Renvoyez à l'identique le passage du texte sur la disparition d'Yves Domergue qui commence aux mots « Depuis, à Melincué, petite » et se termine après « un procureur fédéral. ».

◆ Bloc de texte
⟨

Le corps d'un Français disparu en Argentine enfin identifié
Mots clés : Disparus, Dictature, ARGENTINE, Yves Domergue
Par Pauline Damour
Yves Domergue avait 22 ans lorsqu'il a été enlevé et exécuté par des membres d'un commando de l'armée de terre. Crédits photo : AFP
Une enquête qui a mobilisé un village de la région de Rosario a permis de retrouver le corps d'Yves Domergue enlevé par la junte, il y a 34 ans.
À Buenos Aires
Les dernières nouvelles qu'Éric Domergue a eues de son frère aîné Yves, c'est une lettre, écrite le 20 septembre 1976, au début de la dictature argentine, postée de la ville de Rosario. Il lui disait qu'il allait bientôt rentrer à Buenos Aires. Mais il n'est jamais revenu.
La famille Domergue a dû attendre trente-quatre longues années avant de l'apprendre. Jusqu'au 5 mai dernier, lorsque l'équipe d'anthropologie légiste argentine a annoncé à Éric que son frère avait été retrouvé. Sa dépouille reposait aux côtés de celle de sa compagne mexicaine, Cristina, dans le petit cimetière du village de Melincué, à 340 kilomètres au nord de Buenos Aires, sous la dénomination «NN» (sans nom). Ils avaient été enlevés, sans doute, le 21 ou le 22 septembre, dans la ville de Rosario, par des membres du bataillon de communications 121, appartenant à l'armée de terre. Un groupe dont le procès s'est ouvert en juillet pour crimes contre l'humanité. Quelques jours plus tard, leurs corps étaient découverts criblés de balles, jetés au bord d'un champ à plus de cent kilomètres de Rosario et enterrés en catimini.
Depuis, à Melincué, petite ville rurale de 2400 âmes de la province de Santa Fe, des habitants déposaient régulièrement des fleurs sur les tombes des deux «NN». Et un officier de justice avait conservé le dossier de police. Les photos montraient quelques traces de torture, des impacts de balles à bout portant. Une instruction fut lancée pour homicide, puis elle tomba dans l'oubli. Jusqu'en 2000 lorsqu'un avocat local relance l'enquête en faisant appel à un procureur fédéral.
Étonnante vérité
En 2003, une professeur de terminale encourage ses élèves à faire un dossier sur cette histoire symbole des années sombres. Ils le remettent aux Grands-Mères de la place de Mai puis au secrétariat d'État aux Droits de l'homme. «En 2008, j'avais eu vent de l'affaire Melincué, j'avais même vu le dossier, mais comme les anthropologues m'avaient dit que les empreintes digitales ne correspondaient pas, je ne voulais pas me faire trop d'illusion», raconte Éric. Les corps d'Yves et de Cristina sont finalement exhumés en juin 2009 et leur identité révélée un an plus tard.

⟩

◆ Enregistrements listés
⟨

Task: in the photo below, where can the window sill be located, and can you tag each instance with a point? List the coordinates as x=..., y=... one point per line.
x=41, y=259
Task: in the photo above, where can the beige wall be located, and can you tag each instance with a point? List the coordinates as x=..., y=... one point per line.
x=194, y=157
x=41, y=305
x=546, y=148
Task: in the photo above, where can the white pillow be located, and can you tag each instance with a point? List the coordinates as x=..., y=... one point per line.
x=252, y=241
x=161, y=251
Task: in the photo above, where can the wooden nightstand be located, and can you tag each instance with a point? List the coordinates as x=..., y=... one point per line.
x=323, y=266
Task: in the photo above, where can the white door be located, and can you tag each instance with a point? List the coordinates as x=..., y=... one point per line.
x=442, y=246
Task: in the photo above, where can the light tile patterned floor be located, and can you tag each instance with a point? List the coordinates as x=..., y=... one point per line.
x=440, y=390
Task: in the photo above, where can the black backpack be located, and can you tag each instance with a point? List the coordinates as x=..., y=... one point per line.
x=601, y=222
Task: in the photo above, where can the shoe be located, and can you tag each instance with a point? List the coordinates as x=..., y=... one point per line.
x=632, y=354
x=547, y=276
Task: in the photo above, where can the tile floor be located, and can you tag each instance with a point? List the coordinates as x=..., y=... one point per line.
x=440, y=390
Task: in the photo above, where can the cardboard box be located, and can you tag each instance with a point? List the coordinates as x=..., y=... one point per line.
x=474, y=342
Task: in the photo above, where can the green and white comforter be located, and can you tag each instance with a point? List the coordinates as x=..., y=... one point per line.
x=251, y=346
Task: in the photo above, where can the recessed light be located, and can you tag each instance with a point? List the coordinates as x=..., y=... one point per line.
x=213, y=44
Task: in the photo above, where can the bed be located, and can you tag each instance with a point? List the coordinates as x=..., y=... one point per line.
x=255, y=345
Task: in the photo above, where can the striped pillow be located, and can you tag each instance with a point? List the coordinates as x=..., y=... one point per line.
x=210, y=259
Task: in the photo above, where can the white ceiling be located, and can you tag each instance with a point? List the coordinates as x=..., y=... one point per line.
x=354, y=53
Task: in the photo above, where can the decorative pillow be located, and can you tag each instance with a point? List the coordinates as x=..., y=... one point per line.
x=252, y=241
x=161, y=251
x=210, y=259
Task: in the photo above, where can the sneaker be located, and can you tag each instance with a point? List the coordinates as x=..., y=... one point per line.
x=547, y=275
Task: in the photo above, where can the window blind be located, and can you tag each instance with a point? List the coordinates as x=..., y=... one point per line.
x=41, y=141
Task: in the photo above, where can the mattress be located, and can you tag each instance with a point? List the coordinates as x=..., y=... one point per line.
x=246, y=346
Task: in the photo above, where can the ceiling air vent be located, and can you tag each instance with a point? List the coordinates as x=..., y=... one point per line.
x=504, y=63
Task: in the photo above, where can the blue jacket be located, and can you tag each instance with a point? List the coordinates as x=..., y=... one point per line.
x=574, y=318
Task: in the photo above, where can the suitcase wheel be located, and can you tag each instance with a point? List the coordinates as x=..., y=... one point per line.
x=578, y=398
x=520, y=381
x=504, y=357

⟩

◆ Résultat obtenu
Depuis, à Melincué, petite ville rurale de 2400 âmes de la province de Santa Fe, des habitants déposaient régulièrement des fleurs sur les tombes des deux «NN». Et un officier de justice avait conservé le dossier de police. Les photos montraient quelques traces de torture, des impacts de balles à bout portant. Une instruction fut lancée pour homicide, puis elle tomba dans l'oubli. Jusqu'en 2000 lorsqu'un avocat local relance l'enquête en faisant appel à un procureur fédéral.